**Istruzione assegnata**.
Trascrivi fedelmente queste righe, senza cambiare nulla.

Righe di un dataset

┌──

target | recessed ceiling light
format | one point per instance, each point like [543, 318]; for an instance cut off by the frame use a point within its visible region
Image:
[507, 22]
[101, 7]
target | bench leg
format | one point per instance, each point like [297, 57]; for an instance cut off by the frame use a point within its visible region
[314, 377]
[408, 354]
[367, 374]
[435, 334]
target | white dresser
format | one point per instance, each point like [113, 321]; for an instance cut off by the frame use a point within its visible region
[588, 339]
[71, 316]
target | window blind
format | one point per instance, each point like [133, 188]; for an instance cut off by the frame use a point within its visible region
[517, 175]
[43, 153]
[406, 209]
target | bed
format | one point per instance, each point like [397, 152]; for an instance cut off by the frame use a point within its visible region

└──

**Soluzione scritta**.
target | recessed ceiling light
format | one point per instance, each point like [543, 318]; for an instance cut off by the frame use a point within its visible region
Image:
[507, 22]
[101, 7]
target | bench leg
format | one point per instance, each point like [297, 57]; for an instance cut off by the frame use a point within its visible region
[314, 377]
[408, 354]
[367, 374]
[435, 334]
target | white dresser
format | one point per instance, each point like [113, 321]; for an instance cut off by the frame use a point within its visible region
[588, 339]
[71, 316]
target | window blind
format | one point per instance, each point like [133, 188]; for an instance cut off by the frame use a point within its visible region
[517, 175]
[43, 153]
[406, 209]
target | bed
format | one point per instance, each point like [397, 152]; for an instance cut off by the frame use a point within its visible region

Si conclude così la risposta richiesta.